What needs to be done
According to the chapter excerpt below on the Fourth American Writers' Congress, where and when was that congress held?

CHAPTER 6 The Pro-Hitler Congress
- "Three American Writers’ Congresses had revealed that their participants were enthusiastic supporters of the Soviet Union, eager to be used as Moscow’s pawns. But none of the Congresses, not even the first, was more illuminating as to the abject loyalty of its backers to Stalin’s Russia than the Fourth American Writers’ Congress, held in New York City, June 6–8, 1941."
- "The speakers and the delegates at the Fourth Congress called for a policy of total isolationism, harshly condemned Great Britain and the West as “imperialists” ..., and frantically urged a massive campaign to disarm the United States and cripple its ability to aid any nation threatened by the fascist powers that had now conquered virtually all of Europe."

- In September 1939, Comintern head George Dmitrov sent CPUSA boss Earl Browder instructions to abandon the Anti-Nazi strategy, since Hitler was destroying the capitalist nations in Europe (England, France, Poland, etc). and, secondly, to prevent the United States from providing aid to these countries.
- "Thus the fight against fascism was now “secondary,” for the main struggle was now “against capitalism,”  the “bourgeoisie,” and the “imperialists” in Western Europe and the United States."
- Six of the Hollywood Ten were of Jewish origin (Lawson, Bessie, Ornitz, Maltz, Cole, Biberman), Lardner had a Jewish wife, Trumbo insisted he was a defender of the Jewish people (which left Dmytryk and Scott with no Jewish heritage). They were obliged to support Hitler's anti-Jewish regime.

- "There is an ironic addendum to this ferociously anti-war Congress. Two weeks later [22Jun1941], Hitler invaded Russia. The League of American Writers, through Hammett, its new president, issued an urgent call to all writers and writers’ organizations for “immediate and necessary steps in support of Great Britain and the Soviet Union to insure the military defeat of the fascist aggressors.” "

- "Hollywood’s Communist writers had proved themselves Stalinists to the core through all these Congresses. They were Hitler’s enemy when Stalin felt threatened by the rising power of the Third Reich. When Stalin embraced the Fuehrer, they gave a warm hug to the Nazi warlord. When Hitler invaded Russia, the American writers cast off their pacifist pose and began frantically beating the drums for massive aid to England, a policy that they had just weeks before proclaimed would shove America into a bloody and senseless war. Now that their beloved Soviet Union was under attack, they didn’t mind a bit if American soldiers were to be tossed onto foreign battlefields -- not to defend their own country, but to rescue the Soviet despot they worshipped."

Supplied entries
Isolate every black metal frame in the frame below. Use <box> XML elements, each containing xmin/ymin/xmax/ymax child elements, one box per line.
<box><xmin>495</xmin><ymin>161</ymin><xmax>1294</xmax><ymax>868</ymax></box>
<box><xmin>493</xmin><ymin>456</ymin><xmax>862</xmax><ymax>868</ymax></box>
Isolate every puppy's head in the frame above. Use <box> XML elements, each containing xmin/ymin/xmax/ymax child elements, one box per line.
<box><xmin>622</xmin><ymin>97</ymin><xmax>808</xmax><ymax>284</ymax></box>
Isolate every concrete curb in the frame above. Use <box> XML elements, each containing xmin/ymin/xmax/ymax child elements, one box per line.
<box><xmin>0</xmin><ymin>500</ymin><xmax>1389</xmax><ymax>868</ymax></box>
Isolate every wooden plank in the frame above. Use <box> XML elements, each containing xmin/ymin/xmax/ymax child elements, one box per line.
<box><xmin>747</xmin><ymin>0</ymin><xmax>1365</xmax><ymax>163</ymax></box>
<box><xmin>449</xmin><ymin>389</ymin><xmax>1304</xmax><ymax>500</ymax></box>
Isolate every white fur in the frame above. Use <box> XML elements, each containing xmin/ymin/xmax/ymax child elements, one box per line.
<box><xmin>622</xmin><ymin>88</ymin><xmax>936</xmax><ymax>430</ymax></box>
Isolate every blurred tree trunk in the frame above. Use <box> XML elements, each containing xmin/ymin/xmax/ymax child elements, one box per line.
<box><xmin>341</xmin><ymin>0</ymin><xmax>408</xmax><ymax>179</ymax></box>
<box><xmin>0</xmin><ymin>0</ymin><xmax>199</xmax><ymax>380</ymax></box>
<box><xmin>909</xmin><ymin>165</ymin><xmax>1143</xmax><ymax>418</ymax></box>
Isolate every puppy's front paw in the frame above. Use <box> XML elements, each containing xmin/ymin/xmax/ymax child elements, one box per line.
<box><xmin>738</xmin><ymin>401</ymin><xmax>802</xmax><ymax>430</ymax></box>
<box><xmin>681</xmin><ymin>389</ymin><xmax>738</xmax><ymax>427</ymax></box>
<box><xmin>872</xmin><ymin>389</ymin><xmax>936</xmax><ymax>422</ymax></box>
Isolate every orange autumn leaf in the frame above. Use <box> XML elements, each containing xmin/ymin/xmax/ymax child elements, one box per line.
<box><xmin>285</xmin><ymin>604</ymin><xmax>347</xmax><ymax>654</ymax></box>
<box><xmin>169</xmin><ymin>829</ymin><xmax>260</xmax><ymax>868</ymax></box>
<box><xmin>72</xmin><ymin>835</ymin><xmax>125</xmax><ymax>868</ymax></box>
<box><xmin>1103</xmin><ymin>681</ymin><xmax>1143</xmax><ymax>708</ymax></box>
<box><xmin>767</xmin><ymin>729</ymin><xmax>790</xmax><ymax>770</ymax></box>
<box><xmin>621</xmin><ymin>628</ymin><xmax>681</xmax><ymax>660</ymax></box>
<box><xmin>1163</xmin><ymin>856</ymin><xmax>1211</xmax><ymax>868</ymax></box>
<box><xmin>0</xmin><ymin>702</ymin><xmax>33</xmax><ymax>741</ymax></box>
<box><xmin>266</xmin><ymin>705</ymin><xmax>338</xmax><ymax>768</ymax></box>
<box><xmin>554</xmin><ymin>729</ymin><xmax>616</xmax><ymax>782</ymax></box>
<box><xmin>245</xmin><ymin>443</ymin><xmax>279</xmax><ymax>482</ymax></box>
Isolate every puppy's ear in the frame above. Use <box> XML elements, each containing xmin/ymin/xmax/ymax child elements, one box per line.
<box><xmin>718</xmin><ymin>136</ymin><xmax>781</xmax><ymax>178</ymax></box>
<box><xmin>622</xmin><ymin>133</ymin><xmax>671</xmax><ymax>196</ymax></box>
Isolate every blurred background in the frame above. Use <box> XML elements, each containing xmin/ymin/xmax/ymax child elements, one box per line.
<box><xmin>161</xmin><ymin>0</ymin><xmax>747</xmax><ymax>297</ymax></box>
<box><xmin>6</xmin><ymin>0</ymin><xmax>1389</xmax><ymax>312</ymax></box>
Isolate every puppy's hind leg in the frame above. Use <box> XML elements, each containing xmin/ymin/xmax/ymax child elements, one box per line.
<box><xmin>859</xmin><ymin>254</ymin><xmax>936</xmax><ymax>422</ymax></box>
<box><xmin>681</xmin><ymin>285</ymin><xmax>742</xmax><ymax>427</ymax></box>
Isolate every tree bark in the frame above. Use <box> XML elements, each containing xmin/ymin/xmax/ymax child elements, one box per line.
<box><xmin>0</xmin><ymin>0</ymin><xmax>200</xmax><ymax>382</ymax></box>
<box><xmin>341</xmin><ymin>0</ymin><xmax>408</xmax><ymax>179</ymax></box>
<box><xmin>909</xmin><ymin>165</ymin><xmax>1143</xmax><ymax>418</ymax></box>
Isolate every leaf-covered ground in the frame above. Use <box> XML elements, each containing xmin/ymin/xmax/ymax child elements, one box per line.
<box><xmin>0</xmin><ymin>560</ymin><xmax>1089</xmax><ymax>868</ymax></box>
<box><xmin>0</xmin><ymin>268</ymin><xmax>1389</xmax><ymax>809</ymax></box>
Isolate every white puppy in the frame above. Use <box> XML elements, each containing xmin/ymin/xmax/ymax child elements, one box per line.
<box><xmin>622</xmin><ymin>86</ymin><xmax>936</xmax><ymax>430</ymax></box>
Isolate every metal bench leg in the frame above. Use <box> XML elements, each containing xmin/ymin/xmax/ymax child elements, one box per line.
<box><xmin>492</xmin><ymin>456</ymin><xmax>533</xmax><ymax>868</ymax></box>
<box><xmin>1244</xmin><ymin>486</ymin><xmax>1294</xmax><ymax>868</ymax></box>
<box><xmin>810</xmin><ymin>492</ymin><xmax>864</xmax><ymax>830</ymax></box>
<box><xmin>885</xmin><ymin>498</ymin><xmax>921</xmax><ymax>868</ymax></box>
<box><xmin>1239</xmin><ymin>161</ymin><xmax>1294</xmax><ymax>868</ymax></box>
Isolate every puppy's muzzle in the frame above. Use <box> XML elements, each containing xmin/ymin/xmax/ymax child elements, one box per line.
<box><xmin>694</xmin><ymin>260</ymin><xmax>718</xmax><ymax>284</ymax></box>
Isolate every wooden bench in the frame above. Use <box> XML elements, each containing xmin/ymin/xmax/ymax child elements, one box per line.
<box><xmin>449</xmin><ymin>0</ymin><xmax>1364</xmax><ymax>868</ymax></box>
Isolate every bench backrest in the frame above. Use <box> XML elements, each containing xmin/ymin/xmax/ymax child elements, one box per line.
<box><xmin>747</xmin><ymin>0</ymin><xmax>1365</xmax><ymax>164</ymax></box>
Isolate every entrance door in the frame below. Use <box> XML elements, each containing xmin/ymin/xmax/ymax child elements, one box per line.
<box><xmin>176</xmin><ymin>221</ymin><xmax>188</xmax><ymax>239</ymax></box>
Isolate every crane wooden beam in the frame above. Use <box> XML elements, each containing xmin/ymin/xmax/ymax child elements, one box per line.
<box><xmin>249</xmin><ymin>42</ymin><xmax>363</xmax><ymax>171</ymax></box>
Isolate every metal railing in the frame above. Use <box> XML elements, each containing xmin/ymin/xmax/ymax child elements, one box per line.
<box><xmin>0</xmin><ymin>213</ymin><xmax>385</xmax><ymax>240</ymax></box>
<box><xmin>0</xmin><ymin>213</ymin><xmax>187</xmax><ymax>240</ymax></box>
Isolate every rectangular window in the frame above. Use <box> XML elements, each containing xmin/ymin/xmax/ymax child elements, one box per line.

Written solution
New York City, June 6–8, 1941.